* **What needs to be done**
Extract, exactly as written, all lines of the material below from the line that includes "Where can the denim" through its last line.

Collected data:

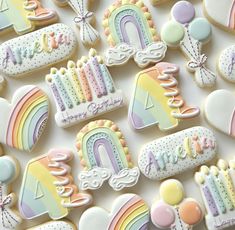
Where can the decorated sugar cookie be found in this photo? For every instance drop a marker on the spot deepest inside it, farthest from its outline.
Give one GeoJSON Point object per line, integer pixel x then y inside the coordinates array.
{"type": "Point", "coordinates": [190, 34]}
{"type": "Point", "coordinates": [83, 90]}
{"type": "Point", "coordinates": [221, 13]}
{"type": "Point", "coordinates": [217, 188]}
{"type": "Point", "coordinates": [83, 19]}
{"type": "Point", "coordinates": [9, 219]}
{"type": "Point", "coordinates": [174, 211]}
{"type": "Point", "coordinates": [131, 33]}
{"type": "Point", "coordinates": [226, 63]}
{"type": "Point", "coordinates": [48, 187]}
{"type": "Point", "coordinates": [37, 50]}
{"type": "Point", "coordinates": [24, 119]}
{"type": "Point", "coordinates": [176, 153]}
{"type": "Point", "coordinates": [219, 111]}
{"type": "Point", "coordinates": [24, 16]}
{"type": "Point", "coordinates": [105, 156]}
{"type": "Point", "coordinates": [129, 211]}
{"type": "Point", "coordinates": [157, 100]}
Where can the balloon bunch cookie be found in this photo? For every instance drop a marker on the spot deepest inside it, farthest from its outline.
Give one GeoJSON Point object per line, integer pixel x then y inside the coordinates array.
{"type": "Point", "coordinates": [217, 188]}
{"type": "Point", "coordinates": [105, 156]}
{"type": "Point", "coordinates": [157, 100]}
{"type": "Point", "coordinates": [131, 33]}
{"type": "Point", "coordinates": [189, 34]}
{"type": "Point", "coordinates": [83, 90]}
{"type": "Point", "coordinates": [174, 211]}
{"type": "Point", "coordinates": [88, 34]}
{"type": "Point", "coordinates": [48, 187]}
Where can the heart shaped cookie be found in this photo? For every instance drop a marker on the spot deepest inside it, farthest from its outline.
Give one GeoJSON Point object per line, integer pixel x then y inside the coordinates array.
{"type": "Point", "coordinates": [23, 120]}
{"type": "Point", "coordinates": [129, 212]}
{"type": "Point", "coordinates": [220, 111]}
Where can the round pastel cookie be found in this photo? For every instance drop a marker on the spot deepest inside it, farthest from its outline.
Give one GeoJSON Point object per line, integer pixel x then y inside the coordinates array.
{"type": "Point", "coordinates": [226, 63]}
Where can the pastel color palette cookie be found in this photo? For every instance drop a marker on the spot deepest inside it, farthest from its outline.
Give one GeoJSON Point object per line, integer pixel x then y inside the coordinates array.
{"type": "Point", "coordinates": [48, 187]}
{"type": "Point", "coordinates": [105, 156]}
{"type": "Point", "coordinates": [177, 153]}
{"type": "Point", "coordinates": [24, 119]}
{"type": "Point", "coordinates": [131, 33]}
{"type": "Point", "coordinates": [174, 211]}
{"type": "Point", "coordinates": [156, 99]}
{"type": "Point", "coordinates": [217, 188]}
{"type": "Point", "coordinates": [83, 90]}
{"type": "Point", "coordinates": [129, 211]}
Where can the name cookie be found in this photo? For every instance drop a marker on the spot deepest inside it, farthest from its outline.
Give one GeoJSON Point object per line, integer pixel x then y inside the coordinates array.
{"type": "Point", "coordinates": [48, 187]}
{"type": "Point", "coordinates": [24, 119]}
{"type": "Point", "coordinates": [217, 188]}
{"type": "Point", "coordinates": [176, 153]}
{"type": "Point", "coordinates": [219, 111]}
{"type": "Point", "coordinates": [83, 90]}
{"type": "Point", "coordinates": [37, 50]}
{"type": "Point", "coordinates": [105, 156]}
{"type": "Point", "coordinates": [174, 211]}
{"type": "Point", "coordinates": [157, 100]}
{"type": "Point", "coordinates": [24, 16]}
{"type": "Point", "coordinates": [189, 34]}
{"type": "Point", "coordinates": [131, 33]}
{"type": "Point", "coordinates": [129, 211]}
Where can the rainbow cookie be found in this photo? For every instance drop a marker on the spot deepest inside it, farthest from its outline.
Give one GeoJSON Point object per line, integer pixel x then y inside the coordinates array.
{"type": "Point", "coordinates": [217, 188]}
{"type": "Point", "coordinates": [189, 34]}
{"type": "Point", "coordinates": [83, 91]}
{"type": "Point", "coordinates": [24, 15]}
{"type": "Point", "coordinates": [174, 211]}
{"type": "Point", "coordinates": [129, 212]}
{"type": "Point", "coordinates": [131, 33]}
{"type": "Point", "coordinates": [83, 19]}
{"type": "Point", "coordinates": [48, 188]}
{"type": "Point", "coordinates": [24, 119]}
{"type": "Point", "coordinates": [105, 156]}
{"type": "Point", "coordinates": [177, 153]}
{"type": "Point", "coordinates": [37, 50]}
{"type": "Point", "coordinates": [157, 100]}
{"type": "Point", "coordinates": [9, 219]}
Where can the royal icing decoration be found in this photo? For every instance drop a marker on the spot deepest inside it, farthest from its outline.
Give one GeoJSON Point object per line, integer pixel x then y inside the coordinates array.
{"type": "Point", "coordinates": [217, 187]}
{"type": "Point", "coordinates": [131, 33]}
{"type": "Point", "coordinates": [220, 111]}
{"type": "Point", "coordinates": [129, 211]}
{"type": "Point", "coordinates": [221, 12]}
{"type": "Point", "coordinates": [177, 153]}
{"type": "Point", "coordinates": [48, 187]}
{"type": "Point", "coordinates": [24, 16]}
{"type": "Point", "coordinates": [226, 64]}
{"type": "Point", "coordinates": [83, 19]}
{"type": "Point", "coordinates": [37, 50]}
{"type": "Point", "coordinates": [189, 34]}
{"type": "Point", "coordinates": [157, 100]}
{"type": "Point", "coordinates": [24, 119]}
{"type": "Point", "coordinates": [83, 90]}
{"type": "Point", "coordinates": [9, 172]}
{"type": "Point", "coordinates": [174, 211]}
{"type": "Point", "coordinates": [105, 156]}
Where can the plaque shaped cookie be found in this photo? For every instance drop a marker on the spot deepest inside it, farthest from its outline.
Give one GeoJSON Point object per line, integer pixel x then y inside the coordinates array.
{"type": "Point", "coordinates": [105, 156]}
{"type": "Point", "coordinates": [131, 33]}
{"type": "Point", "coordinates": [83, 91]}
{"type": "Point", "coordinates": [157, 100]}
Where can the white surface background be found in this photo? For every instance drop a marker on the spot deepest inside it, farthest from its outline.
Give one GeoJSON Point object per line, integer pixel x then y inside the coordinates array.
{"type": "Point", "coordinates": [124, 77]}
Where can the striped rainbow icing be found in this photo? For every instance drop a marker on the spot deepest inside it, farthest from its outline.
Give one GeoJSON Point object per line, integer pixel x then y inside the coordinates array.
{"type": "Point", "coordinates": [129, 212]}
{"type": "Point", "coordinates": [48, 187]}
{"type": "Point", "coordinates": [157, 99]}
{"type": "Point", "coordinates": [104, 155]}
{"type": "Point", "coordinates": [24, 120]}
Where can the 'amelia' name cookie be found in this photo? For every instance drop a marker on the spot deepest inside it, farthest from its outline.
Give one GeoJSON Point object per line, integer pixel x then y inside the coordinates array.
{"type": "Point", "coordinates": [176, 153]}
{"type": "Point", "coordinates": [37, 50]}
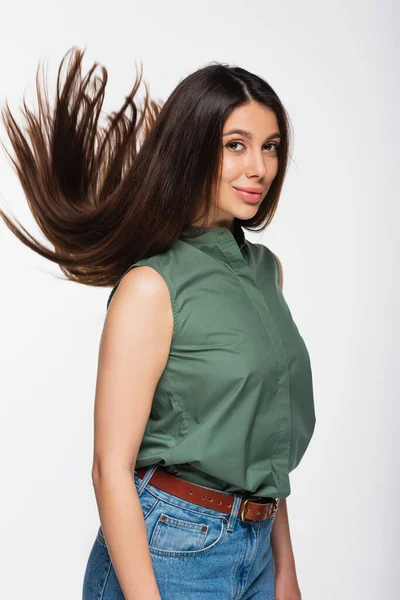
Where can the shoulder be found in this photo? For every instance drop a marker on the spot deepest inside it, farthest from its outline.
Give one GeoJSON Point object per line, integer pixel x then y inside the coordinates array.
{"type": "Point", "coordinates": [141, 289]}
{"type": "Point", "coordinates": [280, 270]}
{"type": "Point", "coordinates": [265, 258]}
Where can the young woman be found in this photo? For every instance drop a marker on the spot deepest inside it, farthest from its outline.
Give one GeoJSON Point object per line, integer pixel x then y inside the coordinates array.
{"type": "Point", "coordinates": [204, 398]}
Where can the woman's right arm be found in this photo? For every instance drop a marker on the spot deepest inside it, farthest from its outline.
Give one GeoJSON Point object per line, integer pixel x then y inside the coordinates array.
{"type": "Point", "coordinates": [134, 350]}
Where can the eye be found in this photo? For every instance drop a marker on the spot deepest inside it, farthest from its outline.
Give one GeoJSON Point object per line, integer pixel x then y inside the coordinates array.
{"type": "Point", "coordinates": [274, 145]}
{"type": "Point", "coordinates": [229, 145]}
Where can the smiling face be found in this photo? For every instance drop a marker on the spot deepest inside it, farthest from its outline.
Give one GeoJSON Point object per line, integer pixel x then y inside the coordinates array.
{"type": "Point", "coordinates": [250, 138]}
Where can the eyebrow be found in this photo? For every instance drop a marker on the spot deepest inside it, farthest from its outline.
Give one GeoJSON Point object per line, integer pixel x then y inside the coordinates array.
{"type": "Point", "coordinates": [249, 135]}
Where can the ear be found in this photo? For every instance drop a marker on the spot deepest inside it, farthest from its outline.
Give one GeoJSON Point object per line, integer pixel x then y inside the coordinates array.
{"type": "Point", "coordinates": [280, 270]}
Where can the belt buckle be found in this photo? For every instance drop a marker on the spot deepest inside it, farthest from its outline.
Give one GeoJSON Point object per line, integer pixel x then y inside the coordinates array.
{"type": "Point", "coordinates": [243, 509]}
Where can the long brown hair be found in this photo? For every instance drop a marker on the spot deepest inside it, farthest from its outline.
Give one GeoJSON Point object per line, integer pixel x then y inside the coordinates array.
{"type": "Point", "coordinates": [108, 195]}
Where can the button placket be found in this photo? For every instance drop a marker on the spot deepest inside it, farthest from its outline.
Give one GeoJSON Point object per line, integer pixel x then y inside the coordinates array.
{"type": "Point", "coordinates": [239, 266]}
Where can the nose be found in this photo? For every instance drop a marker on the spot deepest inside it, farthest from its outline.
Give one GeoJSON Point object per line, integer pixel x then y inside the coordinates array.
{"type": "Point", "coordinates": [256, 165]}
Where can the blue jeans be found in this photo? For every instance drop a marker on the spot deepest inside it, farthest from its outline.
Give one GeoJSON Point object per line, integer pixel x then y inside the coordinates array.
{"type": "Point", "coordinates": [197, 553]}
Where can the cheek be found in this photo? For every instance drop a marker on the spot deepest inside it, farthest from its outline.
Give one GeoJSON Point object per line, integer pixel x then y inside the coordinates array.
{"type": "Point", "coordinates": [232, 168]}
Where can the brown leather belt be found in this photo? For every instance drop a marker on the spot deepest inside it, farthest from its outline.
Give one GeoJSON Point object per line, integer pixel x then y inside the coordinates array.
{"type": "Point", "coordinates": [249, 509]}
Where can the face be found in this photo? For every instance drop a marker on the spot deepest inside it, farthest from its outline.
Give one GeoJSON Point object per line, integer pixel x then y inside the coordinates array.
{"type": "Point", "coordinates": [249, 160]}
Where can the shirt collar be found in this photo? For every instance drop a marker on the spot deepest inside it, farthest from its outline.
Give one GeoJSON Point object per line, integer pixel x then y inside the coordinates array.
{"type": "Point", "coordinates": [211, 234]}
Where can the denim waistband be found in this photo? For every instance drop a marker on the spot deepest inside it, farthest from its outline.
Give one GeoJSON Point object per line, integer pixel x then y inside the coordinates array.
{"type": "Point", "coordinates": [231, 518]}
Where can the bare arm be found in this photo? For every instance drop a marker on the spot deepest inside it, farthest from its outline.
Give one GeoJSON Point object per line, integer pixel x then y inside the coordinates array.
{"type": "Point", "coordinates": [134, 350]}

* **Response for this exercise**
Where can the denim waistband be found in this photo? For every instance drop a marker on the spot deepest inside it, farthest from its outline.
Give one GeoJSON Point object per line, integer pixel x then y inside the coordinates array.
{"type": "Point", "coordinates": [231, 518]}
Where can the bare arm be found in this photo? For every instance drop a marker on the spot deepest inside it, farthest from its outline.
Give one GeoJSON Point object per line, integer pixel x then y inside the coordinates array.
{"type": "Point", "coordinates": [134, 350]}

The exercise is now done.